== EXTRACTED TEXT ==

========

# freeze plug



## tigertiney91 (Feb 11, 2009)

I have a 1988 Chevy Silverado C1500 with a 350 5.7 engine. I had a water leak and tought it was the water pump. I replaced it and the hoses and it still leaked. Someone told me it was probably leaking from the freeze plug. Problem... I have no idea where that is and how hard will it be to replace. Anyone that can help it would be greatly appreciated.


----------



## bruiser (Jul 30, 2005)

There are freeze out plugs in the heads, and in the block. They're round pieces of metal that are forced into the heads or block. You'll have to crawl underneath the engine with a strong light and see if you can spot any drips coming from the freeze plugs.


----------



## redward (Feb 9, 2009)

If I remember correctly there are 8 freeze plugs (soft plugs) on the Chevy 350. 2 on each side,1 on each side in the front,and 1 on each side in the back under the transmission bell housing.I have found that another weak spot for coolant leaks is at the corners of the intake manifold.


----------



## young lion (Feb 12, 2009)

Depending on the condition of your engine from wut ive seen when a freeze plug fails it means there rustin out. To Replace drill a hole in it and run a strong screw in it a pull on the screw with a hammer or pliers. Id be checkin the bottom end plugs cuz they may begin to fail soon also.


----------



## Bopo (May 30, 2009)

The freeze plugs is probably suffering from a bit of corrosion :wink: which has weaken it, tbh I really don't know how difficult they are to replace.


----------



## mack1 (Nov 27, 2007)

Hi tigertiney91 and welcome to TSF,

Freeze plugs are just that. If the engine freezes, the water expansion will push them out instead of cracking the block. They are usually 2" or less in diameter and look like a sheet metal plug in the block. *bruiser* thinks they are in both the block and heads and *redward* thinks there is 8 of them. I yeild to both their ideas as I have never counted them, nor traced them down. I have found that there is no freeze plug located where it can be easily changed out while the engine is in the truck. *young lion *indicated how to remove the leaking plug. By design, they are cup shaped with a dimple in the center. The idea is to hammer it in using the dimple as the aiming point. By hammering on the dimple, it will expand causing a metal to metal seal between the new plug and the block. The need to hammer it in is where the problem lies. There just isn't room to get a good swing with a hammer to put the new one in. The pinging action is required to get the seal, pushing it in with a hydraulic jack will not be the same. Try driving a nail then try pushing a nail and you will get the idea. Pressing it in just won't work for me. Last time I had one leaking, I put in a can of Bars Leak with the idea if that didn't work, I would pull the engine to replace it. Luckily it lasted for several years after that. 

Hope someone has a better idea.

Wishing you best of luck,
Mack1


----------

========

== MATERIAL PROVIDED ==
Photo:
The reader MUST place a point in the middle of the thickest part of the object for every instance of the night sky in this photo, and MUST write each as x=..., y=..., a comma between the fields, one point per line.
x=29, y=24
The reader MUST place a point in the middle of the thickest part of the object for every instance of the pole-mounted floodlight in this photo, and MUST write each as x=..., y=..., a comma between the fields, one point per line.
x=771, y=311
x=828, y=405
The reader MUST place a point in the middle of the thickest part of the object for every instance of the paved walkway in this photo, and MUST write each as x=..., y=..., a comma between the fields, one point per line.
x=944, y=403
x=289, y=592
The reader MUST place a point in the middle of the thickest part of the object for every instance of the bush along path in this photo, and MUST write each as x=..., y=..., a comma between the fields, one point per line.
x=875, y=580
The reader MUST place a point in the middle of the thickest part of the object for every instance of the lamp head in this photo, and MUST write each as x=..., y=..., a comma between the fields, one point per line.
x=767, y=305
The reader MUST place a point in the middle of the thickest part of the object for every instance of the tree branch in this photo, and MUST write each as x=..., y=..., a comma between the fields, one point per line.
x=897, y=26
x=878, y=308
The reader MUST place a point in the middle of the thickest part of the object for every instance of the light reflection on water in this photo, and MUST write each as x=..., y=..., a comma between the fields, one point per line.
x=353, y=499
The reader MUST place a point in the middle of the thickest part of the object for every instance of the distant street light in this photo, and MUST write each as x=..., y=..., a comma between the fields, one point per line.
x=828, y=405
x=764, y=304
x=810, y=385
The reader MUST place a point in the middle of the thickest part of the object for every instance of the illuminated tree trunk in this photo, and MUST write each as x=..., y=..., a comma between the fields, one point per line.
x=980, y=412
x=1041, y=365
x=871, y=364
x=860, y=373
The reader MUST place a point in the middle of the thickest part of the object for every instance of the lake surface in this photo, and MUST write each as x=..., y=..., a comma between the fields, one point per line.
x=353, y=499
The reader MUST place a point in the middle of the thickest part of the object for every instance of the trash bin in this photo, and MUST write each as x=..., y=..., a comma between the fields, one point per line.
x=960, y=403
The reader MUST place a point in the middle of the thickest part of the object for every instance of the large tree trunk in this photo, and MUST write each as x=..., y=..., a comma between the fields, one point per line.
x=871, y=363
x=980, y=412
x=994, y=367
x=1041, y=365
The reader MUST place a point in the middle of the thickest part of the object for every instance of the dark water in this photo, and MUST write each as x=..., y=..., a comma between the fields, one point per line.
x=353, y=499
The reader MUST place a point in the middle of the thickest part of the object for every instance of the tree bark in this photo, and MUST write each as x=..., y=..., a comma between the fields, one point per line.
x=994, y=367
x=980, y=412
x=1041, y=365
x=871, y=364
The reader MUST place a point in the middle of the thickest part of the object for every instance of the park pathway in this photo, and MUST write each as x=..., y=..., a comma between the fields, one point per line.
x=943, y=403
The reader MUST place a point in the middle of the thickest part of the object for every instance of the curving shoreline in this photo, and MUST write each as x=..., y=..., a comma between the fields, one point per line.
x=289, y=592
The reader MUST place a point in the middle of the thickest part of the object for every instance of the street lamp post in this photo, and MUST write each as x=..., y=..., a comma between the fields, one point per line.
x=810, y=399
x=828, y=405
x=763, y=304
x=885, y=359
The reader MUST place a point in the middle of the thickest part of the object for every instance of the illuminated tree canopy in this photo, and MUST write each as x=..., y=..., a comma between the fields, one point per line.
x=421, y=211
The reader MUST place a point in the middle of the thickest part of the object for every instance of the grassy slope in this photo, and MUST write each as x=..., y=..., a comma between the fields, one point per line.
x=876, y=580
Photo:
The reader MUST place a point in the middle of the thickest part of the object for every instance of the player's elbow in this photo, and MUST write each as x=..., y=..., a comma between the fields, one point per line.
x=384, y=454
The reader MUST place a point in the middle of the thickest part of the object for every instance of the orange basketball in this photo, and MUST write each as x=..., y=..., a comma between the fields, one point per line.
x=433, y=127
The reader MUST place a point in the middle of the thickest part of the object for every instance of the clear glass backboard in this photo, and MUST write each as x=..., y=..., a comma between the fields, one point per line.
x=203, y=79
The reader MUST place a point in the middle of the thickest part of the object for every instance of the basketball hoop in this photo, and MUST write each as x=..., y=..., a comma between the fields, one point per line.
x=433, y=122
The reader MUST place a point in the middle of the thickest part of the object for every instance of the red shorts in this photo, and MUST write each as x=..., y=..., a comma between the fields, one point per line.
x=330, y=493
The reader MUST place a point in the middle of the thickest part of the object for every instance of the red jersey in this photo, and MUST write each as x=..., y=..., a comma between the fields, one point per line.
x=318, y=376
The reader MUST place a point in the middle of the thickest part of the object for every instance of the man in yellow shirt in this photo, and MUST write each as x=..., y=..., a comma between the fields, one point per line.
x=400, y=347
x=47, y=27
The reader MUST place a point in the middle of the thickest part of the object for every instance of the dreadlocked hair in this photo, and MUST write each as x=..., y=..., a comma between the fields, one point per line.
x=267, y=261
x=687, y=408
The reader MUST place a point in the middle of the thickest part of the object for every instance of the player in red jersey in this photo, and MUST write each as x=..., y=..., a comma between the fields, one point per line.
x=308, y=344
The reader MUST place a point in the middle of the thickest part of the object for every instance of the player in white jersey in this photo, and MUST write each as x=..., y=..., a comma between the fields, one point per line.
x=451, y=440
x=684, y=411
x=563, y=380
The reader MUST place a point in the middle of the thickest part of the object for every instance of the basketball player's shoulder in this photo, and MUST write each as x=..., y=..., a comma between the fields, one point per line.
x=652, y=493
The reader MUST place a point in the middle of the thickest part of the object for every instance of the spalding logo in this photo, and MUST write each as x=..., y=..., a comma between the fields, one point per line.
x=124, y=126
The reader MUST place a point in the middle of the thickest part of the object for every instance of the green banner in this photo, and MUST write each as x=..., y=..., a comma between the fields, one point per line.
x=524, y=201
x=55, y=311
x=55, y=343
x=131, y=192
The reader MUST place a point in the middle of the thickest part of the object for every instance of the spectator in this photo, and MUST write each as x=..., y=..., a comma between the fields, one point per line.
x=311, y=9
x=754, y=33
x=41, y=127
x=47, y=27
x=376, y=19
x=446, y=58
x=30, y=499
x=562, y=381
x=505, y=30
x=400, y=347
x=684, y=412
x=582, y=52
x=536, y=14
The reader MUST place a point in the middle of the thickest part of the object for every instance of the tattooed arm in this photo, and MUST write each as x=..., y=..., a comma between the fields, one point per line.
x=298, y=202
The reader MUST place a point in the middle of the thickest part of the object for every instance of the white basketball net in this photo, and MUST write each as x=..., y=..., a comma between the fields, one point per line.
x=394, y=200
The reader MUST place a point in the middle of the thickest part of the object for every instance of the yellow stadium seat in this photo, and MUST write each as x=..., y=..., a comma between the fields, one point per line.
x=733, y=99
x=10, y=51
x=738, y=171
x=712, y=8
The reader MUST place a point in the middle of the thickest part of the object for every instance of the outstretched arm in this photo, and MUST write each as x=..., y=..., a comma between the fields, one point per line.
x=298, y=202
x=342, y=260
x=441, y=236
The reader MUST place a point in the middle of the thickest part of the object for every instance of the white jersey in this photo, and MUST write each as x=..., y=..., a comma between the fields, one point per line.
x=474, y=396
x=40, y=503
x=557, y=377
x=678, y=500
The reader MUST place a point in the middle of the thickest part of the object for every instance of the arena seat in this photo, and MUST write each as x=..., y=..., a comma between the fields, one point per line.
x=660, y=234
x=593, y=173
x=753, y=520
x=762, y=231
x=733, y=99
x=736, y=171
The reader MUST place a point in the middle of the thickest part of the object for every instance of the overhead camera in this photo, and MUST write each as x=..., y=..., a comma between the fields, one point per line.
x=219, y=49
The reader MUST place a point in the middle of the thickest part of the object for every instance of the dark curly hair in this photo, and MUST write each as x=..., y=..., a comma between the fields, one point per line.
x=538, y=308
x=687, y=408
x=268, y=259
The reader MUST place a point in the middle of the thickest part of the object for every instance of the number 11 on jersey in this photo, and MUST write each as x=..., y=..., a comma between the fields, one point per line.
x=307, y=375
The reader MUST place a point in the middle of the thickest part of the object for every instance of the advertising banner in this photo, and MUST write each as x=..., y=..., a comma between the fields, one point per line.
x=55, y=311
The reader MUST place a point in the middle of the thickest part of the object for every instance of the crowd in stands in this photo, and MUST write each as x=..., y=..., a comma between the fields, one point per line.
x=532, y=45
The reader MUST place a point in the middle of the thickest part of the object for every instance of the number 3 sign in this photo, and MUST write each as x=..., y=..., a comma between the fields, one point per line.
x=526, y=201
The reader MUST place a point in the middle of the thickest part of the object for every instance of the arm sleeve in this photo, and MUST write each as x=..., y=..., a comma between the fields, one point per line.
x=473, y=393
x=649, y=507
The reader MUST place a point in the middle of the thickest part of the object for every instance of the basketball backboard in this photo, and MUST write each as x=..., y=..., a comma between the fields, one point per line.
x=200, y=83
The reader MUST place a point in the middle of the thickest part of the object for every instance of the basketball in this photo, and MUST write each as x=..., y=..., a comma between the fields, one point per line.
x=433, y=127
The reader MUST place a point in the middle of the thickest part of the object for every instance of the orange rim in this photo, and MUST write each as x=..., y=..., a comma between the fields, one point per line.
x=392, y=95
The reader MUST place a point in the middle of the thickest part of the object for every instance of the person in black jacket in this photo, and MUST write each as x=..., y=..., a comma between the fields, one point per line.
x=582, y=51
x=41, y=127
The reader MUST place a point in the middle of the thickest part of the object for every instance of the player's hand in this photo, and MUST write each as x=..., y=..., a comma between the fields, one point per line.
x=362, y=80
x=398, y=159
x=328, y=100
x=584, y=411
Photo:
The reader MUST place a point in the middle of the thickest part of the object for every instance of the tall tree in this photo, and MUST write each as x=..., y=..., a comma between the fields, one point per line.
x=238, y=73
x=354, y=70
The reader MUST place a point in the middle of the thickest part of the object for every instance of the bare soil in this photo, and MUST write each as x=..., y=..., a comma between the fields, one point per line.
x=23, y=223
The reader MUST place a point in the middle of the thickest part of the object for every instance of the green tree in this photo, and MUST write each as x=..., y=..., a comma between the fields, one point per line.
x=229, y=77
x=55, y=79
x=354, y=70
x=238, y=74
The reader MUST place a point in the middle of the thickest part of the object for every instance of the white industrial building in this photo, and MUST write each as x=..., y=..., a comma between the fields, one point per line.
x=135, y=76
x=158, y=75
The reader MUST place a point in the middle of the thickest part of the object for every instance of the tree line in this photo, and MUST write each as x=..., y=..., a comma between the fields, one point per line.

========

== WRITTEN REQUEST ==
For the freeze plug thread above, state whether each statement agrees with it, answering yes or no and quoting the deciding words of the thread. (a) One reply describes freeze plugs as round metal pieces forced into the heads or block. (b) One reply holds that pressing a new plug in with a hydraulic jack gives the same result as hammering it. (c) One reply names the corners of the intake manifold as another weak spot for coolant leaks.

== EXPECTED OUTPUT ==
(a) Yes: "They're round pieces of metal that are forced into the heads or block."
(b) No: "pushing it in with a hydraulic jack will not be the same."
(c) Yes: "another weak spot for coolant leaks is at the corners of the intake manifold."